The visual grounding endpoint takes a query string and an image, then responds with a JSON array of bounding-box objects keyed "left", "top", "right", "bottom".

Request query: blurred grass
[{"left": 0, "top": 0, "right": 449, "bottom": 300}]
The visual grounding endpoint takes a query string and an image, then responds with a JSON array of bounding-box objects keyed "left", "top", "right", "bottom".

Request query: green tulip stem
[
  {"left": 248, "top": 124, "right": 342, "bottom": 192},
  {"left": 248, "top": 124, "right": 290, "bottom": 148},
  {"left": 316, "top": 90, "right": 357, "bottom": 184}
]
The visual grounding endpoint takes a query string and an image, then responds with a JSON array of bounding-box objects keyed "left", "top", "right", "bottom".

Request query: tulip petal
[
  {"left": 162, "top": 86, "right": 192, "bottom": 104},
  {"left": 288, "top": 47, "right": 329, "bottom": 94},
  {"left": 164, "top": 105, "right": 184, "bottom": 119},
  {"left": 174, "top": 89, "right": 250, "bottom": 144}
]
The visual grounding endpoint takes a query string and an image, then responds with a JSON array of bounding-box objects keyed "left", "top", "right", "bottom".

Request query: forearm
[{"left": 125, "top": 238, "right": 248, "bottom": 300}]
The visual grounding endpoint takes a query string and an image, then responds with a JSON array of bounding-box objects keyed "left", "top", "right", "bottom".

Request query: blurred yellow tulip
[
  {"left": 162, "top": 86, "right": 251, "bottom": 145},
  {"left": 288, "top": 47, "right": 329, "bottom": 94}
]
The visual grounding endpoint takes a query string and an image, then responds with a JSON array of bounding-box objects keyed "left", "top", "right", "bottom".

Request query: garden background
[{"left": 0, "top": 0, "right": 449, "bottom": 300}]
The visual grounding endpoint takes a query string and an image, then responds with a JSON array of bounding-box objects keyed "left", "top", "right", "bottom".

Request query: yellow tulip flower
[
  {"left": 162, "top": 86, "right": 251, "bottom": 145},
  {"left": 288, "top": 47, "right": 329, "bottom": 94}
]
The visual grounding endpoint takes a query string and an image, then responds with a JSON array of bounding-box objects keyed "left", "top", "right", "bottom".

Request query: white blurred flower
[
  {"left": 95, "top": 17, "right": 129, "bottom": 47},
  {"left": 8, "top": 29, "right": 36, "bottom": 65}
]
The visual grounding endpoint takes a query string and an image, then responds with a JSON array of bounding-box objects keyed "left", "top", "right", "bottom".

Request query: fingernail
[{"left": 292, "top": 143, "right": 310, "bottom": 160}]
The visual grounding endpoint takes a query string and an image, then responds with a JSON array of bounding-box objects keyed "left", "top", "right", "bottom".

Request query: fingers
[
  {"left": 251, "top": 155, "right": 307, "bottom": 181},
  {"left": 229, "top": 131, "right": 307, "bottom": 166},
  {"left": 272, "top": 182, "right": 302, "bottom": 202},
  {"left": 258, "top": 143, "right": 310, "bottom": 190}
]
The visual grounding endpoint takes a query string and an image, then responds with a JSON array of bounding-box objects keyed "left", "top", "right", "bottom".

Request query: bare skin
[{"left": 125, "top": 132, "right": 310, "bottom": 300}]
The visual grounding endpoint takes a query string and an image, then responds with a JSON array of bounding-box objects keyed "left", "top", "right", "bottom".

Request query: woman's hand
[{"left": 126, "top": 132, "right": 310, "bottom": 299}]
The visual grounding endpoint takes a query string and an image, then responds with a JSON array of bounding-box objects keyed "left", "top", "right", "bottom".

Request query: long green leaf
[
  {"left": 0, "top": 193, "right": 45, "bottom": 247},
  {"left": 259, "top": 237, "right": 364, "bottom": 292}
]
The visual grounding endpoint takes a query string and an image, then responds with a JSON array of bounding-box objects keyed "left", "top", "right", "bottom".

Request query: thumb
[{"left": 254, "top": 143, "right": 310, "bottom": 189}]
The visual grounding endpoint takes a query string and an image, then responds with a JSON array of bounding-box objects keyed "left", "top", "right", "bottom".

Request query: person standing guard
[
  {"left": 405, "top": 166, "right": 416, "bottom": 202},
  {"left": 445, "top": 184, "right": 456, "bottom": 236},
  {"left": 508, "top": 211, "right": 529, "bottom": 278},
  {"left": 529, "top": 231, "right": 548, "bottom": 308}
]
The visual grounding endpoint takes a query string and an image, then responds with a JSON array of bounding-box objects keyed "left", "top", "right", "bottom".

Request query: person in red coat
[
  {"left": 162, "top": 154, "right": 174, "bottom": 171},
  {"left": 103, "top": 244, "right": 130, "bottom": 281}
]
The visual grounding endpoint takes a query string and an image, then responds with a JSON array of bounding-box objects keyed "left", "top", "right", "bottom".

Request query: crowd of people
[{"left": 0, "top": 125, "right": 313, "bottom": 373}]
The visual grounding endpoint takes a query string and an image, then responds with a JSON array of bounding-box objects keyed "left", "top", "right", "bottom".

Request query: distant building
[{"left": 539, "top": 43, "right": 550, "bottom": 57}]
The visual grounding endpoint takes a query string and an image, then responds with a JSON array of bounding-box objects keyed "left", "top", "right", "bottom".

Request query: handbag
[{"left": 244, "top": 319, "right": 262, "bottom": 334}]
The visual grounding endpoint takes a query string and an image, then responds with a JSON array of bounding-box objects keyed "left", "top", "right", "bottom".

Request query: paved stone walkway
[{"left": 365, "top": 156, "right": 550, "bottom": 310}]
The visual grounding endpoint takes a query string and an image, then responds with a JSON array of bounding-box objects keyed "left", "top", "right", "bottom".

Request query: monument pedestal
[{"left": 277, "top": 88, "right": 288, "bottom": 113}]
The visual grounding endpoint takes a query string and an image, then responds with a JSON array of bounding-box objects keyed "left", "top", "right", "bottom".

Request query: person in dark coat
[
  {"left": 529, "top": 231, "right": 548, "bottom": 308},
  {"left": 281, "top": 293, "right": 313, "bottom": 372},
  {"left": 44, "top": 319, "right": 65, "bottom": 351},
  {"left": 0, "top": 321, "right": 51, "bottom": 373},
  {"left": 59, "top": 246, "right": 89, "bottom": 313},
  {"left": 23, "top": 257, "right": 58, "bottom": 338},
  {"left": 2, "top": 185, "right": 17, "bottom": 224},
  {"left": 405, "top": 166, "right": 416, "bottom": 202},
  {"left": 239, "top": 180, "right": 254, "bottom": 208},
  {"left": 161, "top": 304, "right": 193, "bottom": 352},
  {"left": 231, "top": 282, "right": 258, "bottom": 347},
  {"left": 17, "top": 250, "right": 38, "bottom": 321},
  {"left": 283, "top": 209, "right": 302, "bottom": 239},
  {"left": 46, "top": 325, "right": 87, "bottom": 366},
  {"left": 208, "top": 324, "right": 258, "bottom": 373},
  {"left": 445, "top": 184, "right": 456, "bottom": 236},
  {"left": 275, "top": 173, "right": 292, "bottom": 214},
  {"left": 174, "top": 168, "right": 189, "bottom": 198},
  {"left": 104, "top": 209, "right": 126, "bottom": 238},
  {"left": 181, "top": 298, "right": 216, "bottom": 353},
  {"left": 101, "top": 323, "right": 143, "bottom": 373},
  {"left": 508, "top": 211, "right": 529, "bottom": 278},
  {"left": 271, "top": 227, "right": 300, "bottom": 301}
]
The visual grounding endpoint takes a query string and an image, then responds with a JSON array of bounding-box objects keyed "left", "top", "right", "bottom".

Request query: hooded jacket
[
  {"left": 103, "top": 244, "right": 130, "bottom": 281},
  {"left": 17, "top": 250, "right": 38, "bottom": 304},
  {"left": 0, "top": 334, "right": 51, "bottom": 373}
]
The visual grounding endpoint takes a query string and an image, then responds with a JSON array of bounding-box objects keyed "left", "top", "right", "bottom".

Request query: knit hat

Required work: State how many lines in the listing above contain the word "coat". Give only the number.

Exercise answer: 2